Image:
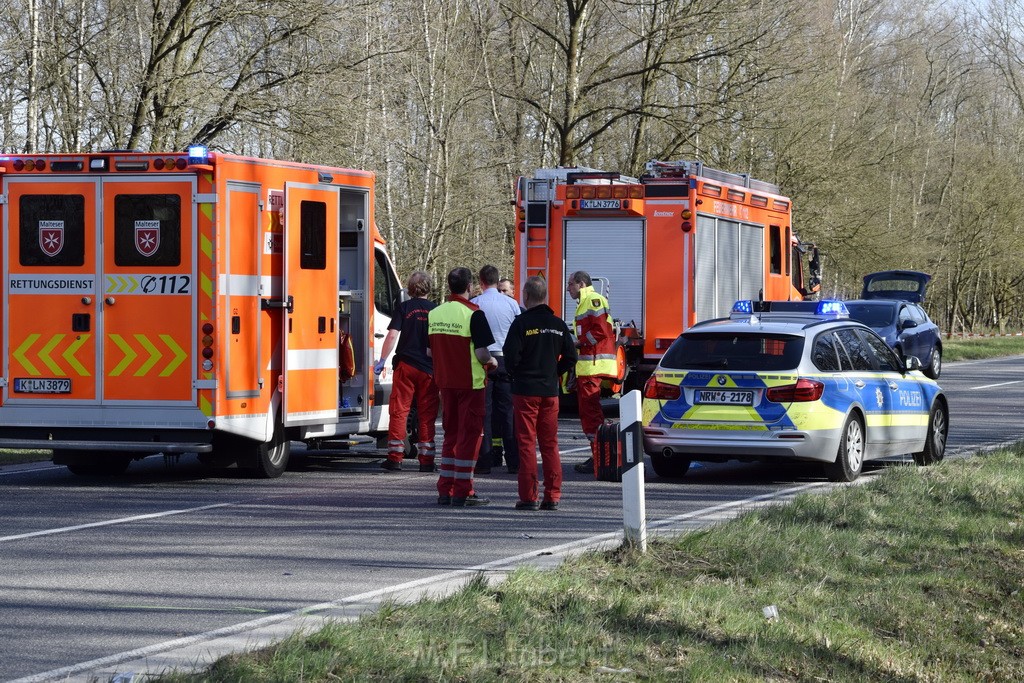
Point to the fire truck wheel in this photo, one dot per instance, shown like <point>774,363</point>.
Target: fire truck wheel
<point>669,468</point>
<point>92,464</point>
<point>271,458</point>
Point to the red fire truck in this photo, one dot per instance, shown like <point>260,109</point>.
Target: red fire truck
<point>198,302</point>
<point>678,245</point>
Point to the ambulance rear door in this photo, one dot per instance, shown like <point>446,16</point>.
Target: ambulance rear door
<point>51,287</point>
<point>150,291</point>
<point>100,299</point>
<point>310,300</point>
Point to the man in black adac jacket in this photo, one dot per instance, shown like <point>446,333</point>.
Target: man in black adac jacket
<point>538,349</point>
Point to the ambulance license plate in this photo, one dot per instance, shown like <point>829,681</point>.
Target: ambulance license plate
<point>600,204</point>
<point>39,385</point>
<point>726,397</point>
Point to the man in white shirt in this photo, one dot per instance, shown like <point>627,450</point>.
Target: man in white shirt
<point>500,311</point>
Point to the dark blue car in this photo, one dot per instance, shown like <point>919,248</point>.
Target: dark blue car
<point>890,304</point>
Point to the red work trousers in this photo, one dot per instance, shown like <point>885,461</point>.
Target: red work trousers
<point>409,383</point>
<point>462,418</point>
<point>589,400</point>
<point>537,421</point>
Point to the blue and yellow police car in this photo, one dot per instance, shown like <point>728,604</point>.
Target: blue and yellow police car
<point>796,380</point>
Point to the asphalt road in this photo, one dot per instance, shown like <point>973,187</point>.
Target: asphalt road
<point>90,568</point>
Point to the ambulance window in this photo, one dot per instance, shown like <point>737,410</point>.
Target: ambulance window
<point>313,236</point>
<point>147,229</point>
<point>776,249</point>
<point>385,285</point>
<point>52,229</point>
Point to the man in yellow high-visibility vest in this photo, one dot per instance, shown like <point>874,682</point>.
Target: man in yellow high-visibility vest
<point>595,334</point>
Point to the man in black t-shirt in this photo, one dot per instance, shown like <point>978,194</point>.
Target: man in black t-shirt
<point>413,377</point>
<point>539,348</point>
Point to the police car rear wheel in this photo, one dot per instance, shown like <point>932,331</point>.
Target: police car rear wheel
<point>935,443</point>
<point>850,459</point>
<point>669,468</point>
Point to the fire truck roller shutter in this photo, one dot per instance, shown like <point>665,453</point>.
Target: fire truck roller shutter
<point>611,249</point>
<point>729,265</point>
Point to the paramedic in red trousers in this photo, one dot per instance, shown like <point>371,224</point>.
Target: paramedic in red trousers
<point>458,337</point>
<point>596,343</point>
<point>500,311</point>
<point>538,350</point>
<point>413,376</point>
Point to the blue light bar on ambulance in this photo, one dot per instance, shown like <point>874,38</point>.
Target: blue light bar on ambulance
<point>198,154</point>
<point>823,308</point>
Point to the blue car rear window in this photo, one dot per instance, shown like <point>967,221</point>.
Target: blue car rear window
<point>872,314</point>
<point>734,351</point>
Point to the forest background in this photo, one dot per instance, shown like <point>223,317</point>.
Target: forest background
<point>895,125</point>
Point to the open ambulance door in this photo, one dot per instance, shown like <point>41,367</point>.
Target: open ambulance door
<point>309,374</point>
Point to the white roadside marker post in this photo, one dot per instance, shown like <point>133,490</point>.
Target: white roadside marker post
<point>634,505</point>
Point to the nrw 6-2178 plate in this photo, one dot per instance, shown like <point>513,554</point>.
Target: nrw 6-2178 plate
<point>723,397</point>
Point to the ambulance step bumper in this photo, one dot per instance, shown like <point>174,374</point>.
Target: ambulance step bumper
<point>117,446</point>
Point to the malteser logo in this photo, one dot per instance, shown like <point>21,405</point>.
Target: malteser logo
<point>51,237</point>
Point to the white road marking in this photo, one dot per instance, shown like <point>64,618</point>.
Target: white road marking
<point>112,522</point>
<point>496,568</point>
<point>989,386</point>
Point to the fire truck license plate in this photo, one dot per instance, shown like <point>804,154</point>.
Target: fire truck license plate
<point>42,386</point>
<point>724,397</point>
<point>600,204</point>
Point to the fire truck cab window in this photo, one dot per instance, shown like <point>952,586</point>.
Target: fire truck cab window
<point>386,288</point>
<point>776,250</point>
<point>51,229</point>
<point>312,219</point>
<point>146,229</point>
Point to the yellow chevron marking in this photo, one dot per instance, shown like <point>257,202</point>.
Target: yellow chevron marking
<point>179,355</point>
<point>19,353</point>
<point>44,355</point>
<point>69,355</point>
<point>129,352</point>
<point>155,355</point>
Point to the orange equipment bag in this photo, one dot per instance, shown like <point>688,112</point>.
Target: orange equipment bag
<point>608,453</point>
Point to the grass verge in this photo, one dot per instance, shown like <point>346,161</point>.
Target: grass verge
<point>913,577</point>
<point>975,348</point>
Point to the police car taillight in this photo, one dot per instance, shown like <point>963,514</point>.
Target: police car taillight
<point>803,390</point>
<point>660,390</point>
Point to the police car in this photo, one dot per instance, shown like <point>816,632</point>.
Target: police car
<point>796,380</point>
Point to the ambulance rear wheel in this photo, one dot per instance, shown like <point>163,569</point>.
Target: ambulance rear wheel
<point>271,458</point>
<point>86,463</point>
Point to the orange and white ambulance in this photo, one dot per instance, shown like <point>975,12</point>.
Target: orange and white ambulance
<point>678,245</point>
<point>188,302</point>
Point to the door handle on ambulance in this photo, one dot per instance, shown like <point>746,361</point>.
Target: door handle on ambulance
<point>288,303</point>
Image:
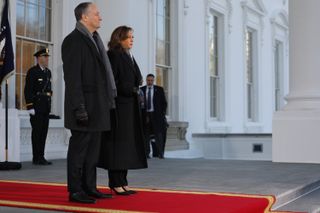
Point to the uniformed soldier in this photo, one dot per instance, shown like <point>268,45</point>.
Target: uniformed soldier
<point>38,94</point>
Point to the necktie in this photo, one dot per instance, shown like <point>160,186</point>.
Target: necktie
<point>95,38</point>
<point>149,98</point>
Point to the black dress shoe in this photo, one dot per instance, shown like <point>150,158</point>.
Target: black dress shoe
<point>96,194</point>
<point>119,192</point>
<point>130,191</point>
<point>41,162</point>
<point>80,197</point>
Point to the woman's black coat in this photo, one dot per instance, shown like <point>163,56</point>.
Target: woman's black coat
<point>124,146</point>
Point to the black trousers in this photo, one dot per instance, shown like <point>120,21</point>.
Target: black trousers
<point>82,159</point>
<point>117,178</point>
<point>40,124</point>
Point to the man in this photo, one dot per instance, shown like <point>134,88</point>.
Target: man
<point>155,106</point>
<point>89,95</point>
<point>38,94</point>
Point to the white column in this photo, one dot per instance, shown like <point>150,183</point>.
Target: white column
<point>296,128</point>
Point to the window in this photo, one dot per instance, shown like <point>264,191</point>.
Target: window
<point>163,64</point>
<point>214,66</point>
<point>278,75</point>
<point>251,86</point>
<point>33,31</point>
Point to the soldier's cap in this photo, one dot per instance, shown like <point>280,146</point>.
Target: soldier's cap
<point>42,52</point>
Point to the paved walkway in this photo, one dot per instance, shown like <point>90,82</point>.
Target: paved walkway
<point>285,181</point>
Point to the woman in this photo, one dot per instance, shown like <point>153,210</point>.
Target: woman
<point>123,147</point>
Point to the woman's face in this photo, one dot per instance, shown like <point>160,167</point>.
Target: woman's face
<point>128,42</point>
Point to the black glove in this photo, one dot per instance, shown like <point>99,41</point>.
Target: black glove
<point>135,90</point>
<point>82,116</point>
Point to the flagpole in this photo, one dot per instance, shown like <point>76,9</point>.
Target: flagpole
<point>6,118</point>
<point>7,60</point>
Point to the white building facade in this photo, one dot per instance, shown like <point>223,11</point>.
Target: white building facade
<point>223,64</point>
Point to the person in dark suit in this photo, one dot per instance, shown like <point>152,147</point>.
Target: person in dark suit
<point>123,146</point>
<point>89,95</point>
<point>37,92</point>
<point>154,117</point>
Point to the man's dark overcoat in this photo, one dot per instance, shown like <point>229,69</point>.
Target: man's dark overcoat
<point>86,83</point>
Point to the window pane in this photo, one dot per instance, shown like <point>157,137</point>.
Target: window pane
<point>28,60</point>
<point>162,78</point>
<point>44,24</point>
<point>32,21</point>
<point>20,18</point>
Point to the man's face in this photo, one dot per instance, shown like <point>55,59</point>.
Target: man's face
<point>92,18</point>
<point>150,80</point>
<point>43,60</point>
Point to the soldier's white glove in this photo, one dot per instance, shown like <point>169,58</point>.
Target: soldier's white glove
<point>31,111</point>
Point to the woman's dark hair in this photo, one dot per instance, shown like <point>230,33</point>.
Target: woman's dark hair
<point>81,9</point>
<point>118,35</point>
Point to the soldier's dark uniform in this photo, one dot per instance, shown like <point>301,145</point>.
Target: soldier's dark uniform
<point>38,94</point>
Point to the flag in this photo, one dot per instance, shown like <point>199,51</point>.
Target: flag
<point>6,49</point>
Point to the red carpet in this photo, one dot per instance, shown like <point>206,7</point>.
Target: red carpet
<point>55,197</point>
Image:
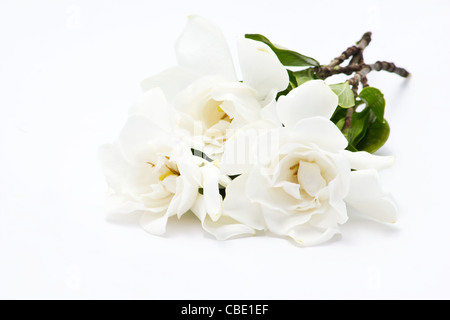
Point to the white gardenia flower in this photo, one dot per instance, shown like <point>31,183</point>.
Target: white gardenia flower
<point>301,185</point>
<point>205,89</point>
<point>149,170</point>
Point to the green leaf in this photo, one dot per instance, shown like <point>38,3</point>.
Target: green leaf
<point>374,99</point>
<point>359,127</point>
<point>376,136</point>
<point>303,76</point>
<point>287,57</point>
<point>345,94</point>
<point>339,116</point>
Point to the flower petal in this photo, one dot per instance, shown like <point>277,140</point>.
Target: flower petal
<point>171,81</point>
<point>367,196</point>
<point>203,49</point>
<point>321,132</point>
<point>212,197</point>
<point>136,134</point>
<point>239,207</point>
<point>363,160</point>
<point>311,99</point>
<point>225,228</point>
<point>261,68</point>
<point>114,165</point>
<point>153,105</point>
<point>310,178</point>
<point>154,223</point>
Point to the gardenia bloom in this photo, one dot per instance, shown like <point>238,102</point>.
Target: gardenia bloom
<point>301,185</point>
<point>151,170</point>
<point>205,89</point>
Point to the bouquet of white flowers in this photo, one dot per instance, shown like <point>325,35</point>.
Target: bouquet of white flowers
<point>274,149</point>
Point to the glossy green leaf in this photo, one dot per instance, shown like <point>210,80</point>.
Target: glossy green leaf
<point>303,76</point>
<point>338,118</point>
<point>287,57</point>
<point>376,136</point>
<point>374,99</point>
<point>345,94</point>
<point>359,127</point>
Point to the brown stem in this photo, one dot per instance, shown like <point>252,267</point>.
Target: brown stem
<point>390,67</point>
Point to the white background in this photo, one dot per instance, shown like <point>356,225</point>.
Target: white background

- - - -

▶ [ABOUT THIS EXERCISE]: From the first line above through the line containing "Point to the ambulance license", copy everything exactly, without the pictures.

▶ [EXERCISE SOLUTION]:
Image:
Point to the fire truck wheel in this photo, one dot per instance, shown like <point>774,363</point>.
Target: fire truck wheel
<point>669,468</point>
<point>92,464</point>
<point>271,458</point>
Point to the red fire truck in this photo, one dot per instance, shown like <point>260,109</point>.
Target: red fire truck
<point>198,302</point>
<point>678,245</point>
Point to the ambulance rear door in this photo, one dot per instance, shown like <point>446,16</point>.
Target: ambulance rear door
<point>51,287</point>
<point>150,291</point>
<point>100,299</point>
<point>310,300</point>
Point to the man in black adac jacket in this photo, one dot per instance, shown like <point>446,333</point>.
Target: man in black adac jacket
<point>538,349</point>
Point to the ambulance license plate in this photo, one dot per instance, shown like <point>829,681</point>.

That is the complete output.